Stated exercise:
Count the lines below that contain the string "napkin", and reply with that number alone.

>>

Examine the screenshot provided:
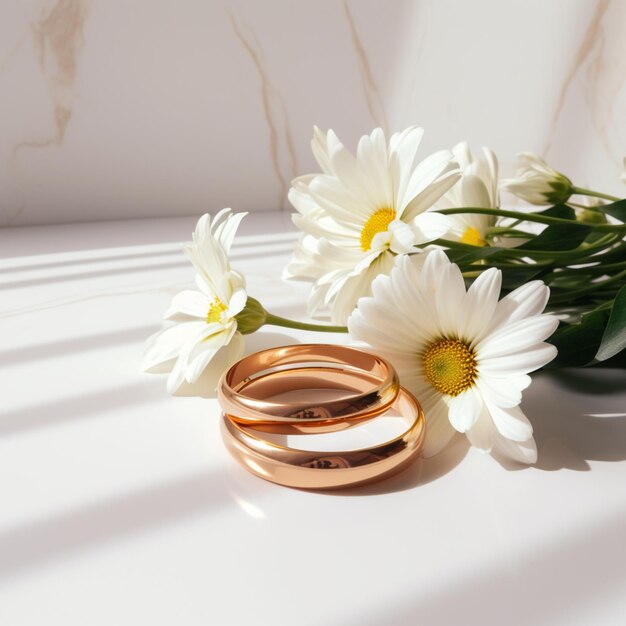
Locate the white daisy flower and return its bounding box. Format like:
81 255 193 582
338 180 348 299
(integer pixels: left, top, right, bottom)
433 141 499 246
501 152 574 205
142 209 247 393
285 127 460 324
348 250 558 463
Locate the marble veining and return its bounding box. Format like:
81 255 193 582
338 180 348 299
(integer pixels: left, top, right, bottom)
230 14 298 209
343 0 389 133
14 0 87 155
0 0 626 226
543 0 611 155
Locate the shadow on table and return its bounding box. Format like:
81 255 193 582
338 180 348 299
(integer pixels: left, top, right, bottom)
0 471 232 581
499 369 626 471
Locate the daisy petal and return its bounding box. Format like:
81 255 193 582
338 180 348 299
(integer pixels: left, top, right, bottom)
458 267 502 343
448 387 483 433
476 376 522 409
411 212 450 244
465 407 494 452
486 401 533 441
492 280 550 330
163 289 211 319
422 398 456 458
480 343 557 378
476 315 559 360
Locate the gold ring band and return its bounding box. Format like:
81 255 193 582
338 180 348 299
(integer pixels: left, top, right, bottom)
217 344 400 432
221 380 426 489
224 367 398 435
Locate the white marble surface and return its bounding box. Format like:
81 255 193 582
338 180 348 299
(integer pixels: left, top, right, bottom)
0 213 626 626
0 0 626 225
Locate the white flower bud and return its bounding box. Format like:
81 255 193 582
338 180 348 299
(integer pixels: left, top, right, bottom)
501 152 574 205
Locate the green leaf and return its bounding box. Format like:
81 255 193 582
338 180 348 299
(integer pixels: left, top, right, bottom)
597 199 626 222
596 285 626 361
548 309 610 368
534 204 576 222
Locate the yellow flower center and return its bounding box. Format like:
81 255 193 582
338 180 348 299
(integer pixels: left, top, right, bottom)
206 298 228 324
361 209 396 252
422 339 477 396
461 226 487 246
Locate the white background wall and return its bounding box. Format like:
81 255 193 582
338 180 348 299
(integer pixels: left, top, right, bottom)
0 0 626 225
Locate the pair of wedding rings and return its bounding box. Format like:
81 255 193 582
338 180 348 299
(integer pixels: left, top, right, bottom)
217 344 425 489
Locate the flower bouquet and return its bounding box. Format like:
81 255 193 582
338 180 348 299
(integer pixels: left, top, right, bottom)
143 127 626 463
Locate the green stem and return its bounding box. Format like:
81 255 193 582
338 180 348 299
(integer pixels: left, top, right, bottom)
550 270 626 304
572 187 621 202
438 207 626 232
265 313 348 333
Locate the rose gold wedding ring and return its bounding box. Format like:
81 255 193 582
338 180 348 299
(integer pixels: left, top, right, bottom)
221 388 426 489
217 344 400 433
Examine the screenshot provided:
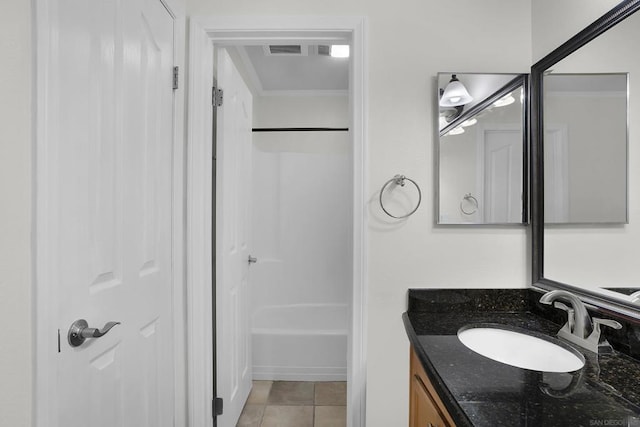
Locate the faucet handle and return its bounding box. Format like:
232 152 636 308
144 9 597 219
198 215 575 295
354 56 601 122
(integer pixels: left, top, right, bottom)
587 317 622 354
591 317 622 332
553 301 576 332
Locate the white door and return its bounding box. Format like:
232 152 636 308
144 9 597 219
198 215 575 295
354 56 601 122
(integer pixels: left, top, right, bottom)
481 129 522 223
44 0 174 427
216 49 252 427
544 126 569 223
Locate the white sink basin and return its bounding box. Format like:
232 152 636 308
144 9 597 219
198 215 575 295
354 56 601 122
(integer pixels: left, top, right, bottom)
458 325 584 372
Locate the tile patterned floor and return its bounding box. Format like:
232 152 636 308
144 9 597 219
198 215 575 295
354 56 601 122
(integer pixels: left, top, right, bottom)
236 381 347 427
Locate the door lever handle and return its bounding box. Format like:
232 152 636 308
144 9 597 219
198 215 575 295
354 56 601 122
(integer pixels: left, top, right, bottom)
67 319 120 347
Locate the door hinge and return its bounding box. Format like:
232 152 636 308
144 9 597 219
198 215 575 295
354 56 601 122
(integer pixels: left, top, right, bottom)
211 397 222 417
211 86 224 107
173 66 180 90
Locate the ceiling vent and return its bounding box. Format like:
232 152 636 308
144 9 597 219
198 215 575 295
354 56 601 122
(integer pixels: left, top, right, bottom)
318 44 331 56
264 44 307 56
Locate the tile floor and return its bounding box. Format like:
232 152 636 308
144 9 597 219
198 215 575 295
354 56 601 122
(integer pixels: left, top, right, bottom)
236 381 347 427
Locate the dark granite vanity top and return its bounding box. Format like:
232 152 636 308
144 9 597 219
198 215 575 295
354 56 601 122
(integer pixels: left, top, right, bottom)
403 289 640 427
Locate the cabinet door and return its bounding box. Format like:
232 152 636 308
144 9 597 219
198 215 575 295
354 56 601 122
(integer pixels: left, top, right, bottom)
409 375 449 427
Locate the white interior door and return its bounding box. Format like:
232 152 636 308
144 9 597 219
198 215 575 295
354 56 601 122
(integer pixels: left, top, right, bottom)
44 0 174 427
216 49 252 427
481 129 522 223
544 126 569 223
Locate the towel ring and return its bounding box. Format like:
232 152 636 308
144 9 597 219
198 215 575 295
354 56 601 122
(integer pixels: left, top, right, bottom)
460 193 478 215
380 175 422 219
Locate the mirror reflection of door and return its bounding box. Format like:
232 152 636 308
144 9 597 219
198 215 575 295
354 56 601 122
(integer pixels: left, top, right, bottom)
478 127 522 224
437 73 526 224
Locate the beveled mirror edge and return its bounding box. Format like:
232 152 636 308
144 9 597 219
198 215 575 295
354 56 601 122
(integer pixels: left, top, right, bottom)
529 0 640 322
434 73 528 227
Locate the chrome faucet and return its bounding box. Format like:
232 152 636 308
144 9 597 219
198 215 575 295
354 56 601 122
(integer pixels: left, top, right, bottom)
540 290 622 353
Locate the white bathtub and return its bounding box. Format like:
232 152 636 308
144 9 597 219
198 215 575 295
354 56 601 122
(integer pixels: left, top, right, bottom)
252 304 348 381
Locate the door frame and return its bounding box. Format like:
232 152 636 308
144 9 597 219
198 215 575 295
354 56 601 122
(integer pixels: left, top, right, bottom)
31 0 187 427
187 16 368 427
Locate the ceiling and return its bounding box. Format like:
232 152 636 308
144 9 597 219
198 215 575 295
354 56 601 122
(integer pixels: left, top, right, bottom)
234 44 349 95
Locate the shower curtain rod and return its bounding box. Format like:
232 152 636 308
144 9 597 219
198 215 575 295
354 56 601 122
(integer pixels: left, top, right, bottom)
251 127 349 132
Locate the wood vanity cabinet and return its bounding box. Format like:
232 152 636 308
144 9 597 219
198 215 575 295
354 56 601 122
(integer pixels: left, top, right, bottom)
409 346 455 427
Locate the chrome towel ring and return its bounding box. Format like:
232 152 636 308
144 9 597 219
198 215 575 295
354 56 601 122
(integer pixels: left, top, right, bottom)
380 175 422 219
460 193 478 215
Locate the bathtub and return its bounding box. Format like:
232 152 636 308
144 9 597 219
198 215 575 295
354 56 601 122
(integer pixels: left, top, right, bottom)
252 304 348 381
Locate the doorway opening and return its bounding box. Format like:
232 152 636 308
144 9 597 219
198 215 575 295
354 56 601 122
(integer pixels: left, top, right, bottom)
188 18 366 427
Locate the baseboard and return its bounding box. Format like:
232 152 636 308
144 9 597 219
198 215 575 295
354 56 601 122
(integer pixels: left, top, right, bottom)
253 366 347 381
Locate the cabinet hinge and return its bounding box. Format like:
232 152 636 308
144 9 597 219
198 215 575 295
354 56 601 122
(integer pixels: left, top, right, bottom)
211 397 222 417
173 66 180 90
211 86 224 107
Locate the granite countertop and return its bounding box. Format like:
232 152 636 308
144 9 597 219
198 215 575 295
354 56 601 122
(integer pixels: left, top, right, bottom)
403 290 640 427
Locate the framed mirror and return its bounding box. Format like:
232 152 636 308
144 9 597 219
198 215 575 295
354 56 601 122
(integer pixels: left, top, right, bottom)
436 73 528 225
531 0 640 319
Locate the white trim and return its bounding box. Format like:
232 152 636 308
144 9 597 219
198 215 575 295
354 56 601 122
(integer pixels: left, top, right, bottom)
187 16 367 427
544 90 627 98
32 0 187 427
253 366 347 381
259 89 349 97
32 0 57 427
168 0 188 427
186 20 214 426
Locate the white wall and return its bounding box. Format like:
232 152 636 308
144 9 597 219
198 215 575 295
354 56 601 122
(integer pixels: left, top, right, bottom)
532 0 640 288
531 0 620 62
187 0 531 427
0 0 33 427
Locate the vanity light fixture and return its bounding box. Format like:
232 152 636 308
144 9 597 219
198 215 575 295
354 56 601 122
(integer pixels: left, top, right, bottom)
493 94 516 107
440 74 473 107
462 117 478 127
329 44 349 58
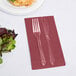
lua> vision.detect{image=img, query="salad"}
[0,28,17,64]
[9,0,35,6]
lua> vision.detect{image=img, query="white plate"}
[0,0,44,15]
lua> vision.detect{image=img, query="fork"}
[41,18,55,66]
[32,18,46,66]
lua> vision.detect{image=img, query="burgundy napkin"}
[25,16,65,69]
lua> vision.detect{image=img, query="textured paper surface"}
[25,16,65,69]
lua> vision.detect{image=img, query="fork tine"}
[32,18,40,32]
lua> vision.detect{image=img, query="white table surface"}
[0,0,76,76]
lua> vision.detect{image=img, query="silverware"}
[42,18,55,65]
[32,18,46,66]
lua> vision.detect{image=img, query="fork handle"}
[46,35,55,66]
[37,37,46,66]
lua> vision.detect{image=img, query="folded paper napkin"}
[25,16,65,69]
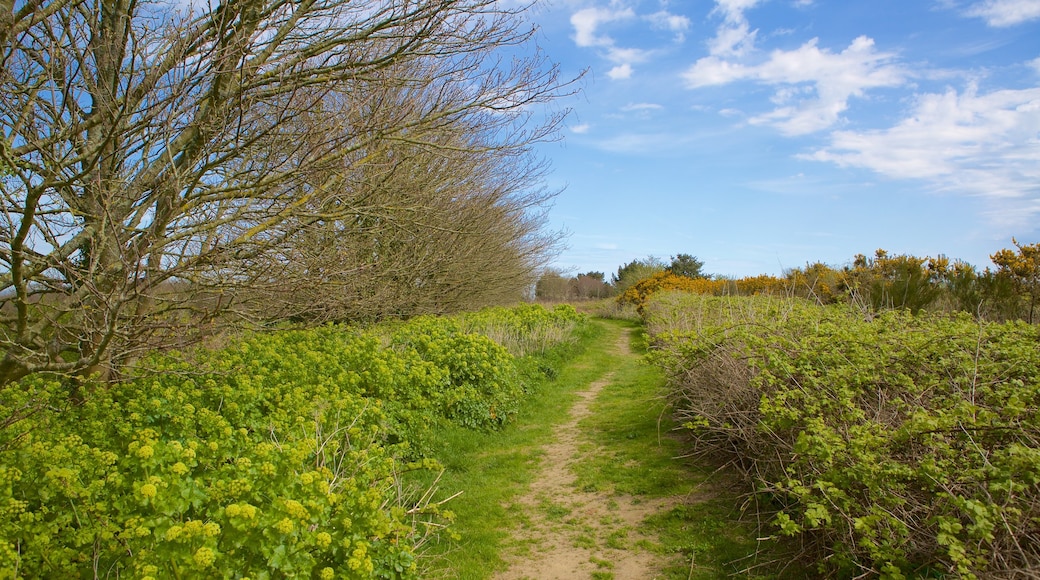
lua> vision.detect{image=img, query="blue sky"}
[530,0,1040,276]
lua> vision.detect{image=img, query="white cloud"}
[708,22,758,56]
[713,0,762,22]
[682,36,906,135]
[621,103,665,112]
[645,10,690,43]
[571,8,651,80]
[966,0,1040,27]
[606,62,632,80]
[803,87,1040,226]
[571,8,635,47]
[605,47,651,64]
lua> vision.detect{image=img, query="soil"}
[495,333,675,580]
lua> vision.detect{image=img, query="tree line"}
[549,239,1040,323]
[0,0,572,388]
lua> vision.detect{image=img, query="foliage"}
[0,307,579,578]
[668,254,707,278]
[535,268,614,301]
[618,270,717,315]
[0,0,570,385]
[990,238,1040,322]
[654,296,1040,578]
[610,256,668,294]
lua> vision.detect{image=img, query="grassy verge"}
[577,320,804,580]
[413,323,613,580]
[409,320,798,580]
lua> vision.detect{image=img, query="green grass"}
[409,323,612,580]
[412,320,811,580]
[576,320,812,580]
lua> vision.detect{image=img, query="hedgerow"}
[649,296,1040,578]
[0,310,578,579]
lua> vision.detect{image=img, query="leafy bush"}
[651,297,1040,578]
[0,307,577,579]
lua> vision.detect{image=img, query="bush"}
[0,307,580,579]
[655,298,1040,578]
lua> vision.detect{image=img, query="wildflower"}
[193,547,216,568]
[138,483,159,498]
[275,518,294,533]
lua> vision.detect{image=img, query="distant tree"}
[610,256,667,294]
[990,238,1040,323]
[535,268,571,301]
[571,272,610,300]
[0,0,566,388]
[668,254,707,278]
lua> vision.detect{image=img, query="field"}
[0,306,583,579]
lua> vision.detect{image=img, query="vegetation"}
[0,307,581,578]
[647,294,1040,578]
[535,268,614,302]
[0,0,568,387]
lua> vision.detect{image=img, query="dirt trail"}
[495,333,673,580]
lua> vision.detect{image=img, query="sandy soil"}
[495,334,674,580]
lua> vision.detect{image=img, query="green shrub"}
[0,307,578,579]
[656,300,1040,578]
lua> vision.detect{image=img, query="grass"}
[405,320,811,580]
[410,324,612,580]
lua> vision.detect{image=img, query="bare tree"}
[0,0,566,386]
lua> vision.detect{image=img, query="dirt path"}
[495,332,673,580]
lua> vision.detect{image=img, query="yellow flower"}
[193,547,216,568]
[275,518,293,533]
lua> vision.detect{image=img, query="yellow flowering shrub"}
[0,307,574,579]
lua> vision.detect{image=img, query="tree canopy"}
[0,0,569,386]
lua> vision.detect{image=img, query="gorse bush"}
[651,297,1040,578]
[0,311,577,579]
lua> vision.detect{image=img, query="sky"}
[530,0,1040,276]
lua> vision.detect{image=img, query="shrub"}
[655,298,1040,578]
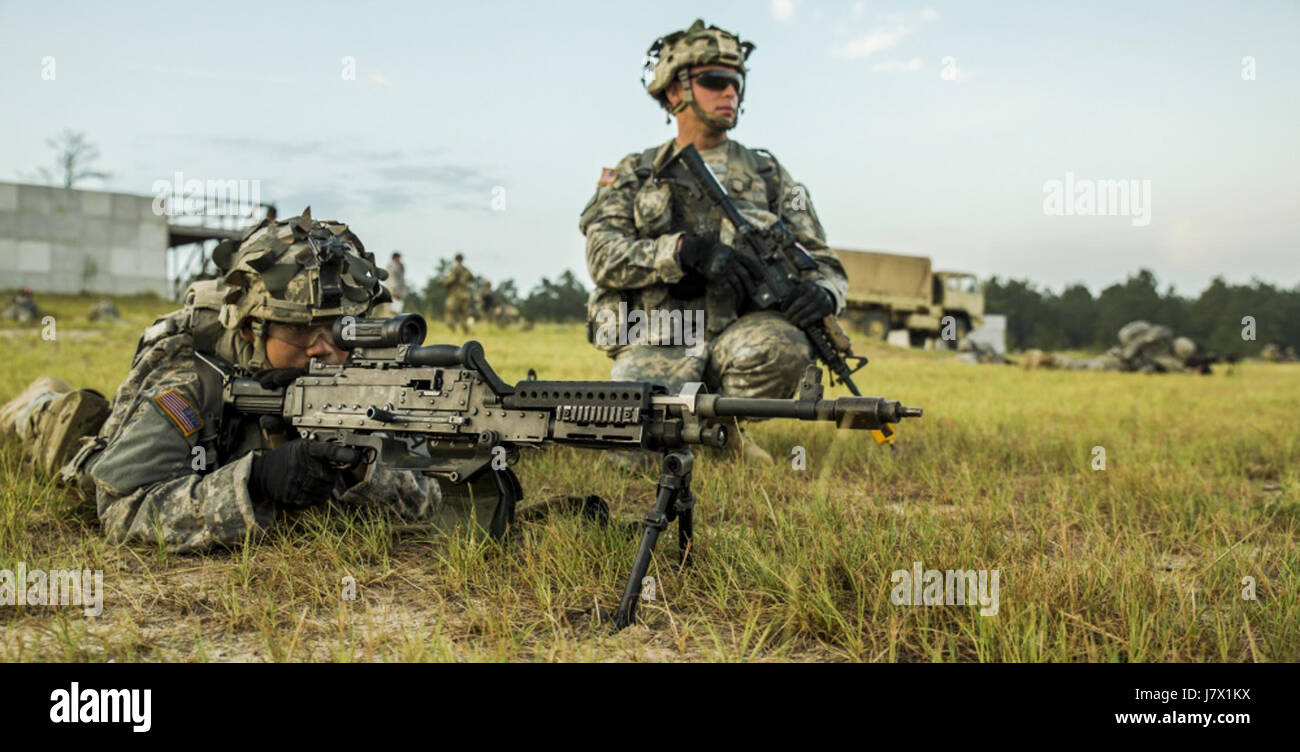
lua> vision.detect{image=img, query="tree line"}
[407,259,1300,356]
[406,259,586,321]
[984,269,1300,355]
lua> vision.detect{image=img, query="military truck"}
[835,248,984,349]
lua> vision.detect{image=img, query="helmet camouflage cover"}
[212,207,391,366]
[644,18,754,112]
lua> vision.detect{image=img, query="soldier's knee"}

<<

Full solution:
2